RECORDS SUPPLIED =>
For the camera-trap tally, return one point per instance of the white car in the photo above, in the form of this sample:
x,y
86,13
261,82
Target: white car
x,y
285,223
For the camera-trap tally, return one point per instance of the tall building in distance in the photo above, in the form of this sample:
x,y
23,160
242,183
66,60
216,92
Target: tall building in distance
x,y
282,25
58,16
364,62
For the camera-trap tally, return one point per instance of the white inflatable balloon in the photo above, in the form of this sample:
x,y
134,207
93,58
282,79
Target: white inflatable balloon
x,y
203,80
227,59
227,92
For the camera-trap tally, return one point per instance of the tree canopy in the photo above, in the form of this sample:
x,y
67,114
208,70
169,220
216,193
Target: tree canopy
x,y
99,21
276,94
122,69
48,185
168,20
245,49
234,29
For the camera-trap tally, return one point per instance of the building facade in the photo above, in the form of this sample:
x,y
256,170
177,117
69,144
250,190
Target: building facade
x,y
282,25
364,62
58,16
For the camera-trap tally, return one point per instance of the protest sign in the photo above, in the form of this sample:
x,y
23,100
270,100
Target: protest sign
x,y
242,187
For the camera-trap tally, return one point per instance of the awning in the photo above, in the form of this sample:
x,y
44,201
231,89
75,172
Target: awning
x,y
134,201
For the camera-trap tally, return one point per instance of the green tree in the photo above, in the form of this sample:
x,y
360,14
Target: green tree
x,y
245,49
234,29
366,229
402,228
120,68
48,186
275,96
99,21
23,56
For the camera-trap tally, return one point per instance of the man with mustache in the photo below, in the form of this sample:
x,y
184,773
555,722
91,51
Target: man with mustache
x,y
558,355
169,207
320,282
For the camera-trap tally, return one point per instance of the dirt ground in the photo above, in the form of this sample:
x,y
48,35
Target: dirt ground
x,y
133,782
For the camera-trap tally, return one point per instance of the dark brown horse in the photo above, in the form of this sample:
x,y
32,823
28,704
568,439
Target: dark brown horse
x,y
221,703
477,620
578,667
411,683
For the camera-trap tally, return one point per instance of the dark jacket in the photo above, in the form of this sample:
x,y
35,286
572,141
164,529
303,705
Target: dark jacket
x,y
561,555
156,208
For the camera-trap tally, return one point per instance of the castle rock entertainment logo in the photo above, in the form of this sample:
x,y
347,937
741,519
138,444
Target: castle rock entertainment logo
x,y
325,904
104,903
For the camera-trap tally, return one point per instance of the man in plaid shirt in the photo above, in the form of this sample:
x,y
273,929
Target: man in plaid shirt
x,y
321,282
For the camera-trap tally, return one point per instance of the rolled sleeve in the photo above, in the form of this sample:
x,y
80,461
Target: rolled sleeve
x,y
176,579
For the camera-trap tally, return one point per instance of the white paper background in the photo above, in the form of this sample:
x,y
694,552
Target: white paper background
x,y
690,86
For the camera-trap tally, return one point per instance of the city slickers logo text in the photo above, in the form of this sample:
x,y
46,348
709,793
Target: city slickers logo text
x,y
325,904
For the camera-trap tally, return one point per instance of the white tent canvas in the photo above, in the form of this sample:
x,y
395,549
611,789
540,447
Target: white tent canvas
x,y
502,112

HOW TO COMPLETE THIS TASK =>
Every entry, from first to last, is to be reproduced exactly.

TASK RESULT =>
For the camera-trap tally, return one point per instance of the white car in the photo above, in the form of this sample:
x,y
86,13
261,82
Target: white car
x,y
285,223
For the camera-trap tally, return one point per instance of the tall building in distance in the photo above, in the form of this sample:
x,y
23,160
242,183
66,60
216,92
Target: tall building in distance
x,y
282,25
58,16
364,62
For the camera-trap tally, return one point per instance of the white inflatable balloon in the photo above, in the form of this sample:
x,y
134,207
93,58
282,79
Target: white inflatable balloon
x,y
203,80
227,59
227,92
For the camera-trap tally, return one point per instance of the tree canopy in the photo above, in the form of this sample:
x,y
67,114
208,70
169,220
216,193
Target: tree canopy
x,y
99,21
276,94
122,69
48,185
168,20
245,49
234,29
For the camera-trap tally, return one point per instance of the building facade in the photo above, in the form of this sample:
x,y
256,170
177,117
69,144
250,190
Target: building facade
x,y
282,25
364,62
58,16
For the camera-trap tally, return one point per instance of the protest sign in the photo above, in the form of this sample:
x,y
23,100
270,100
Target: protest sign
x,y
242,187
For the camera-trap tally, return one point per instance of the awning in the photo above, in the form of this sample:
x,y
44,201
231,89
75,172
Target: awning
x,y
134,201
For the camera-trap tally, return one point per instance of the green tree in the photo above, in the form of this sample:
x,y
360,14
Target: green tree
x,y
245,49
234,29
366,229
402,228
120,68
48,186
275,96
99,21
23,56
For the camera-trap tally, return one point per instance of the man with mustache in the photo below, in the form of this sample:
x,y
184,773
555,722
91,51
Target: man with mustache
x,y
558,355
169,207
320,282
For the camera-trap tally, return one point per instance of the dirt ground in the photo above, in the form of this sample:
x,y
48,35
Target: dirt ground
x,y
133,782
For the camera-trap tally, return one point per instance of the dark brown horse in the photo above, in the form of this sample:
x,y
32,823
28,704
568,439
Target: dark brown horse
x,y
221,703
477,620
578,667
411,683
For the camera-trap tally, return one point per instance of the dark jacket in the photo above, in the form of this sample:
x,y
35,286
572,141
164,529
303,705
Target: dark jacket
x,y
561,555
156,208
For the camera-trap tally, return one point per instance of the castle rock entertainment logo in the photo above, in the form of this sample:
x,y
347,937
741,519
138,444
Target: castle rock entertainment logo
x,y
325,904
104,903
For the camera-trap tally, return one point per instance of the man in plaid shirt in the photo above, in the form of this sample:
x,y
273,929
Target: man in plaid shirt
x,y
321,282
For the camera-trap tally, return one point per instance of the rolled sleeve in the photo above, in the form of this sample:
x,y
80,461
Target: rolled sleeve
x,y
176,579
For the camera-trap tally, return one point per instance of the white paper background in the photo above, in the form of this sample:
x,y
694,552
Target: white paper background
x,y
690,86
For the camera-trap tally, return one point per instance of the city slickers logo text in the photo above, in the form of this sample:
x,y
46,348
709,793
Target: city slickers logo text
x,y
325,904
For the camera-trap tally, return one point per instance of the white tent canvas in the photo above, in the form of this sample:
x,y
395,549
611,789
540,447
Target: white tent canvas
x,y
502,112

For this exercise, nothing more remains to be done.